Exercise instructions: Report back each line of the data that contains the word "wooden".

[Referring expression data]
☆ ☆ ☆
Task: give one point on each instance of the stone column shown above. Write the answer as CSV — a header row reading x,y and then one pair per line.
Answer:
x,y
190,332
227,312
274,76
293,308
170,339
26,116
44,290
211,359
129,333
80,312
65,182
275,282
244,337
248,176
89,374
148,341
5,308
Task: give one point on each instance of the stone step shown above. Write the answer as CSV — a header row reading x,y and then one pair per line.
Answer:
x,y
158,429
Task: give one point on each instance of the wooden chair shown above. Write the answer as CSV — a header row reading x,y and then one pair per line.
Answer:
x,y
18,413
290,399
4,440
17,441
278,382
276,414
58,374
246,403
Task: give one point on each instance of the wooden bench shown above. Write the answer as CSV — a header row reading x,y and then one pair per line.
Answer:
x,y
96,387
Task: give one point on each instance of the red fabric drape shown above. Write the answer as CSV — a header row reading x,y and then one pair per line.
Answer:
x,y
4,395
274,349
☆ ☆ ☆
Response area:
Task: give one point on each instance of the wooden chair shown above. Write the answer as CSV — a header row reading x,y and then one pair per line.
Task: give one point on each instance of the wooden bench shown above. Write the answer as CSV — a header row reading x,y and then one pair per line.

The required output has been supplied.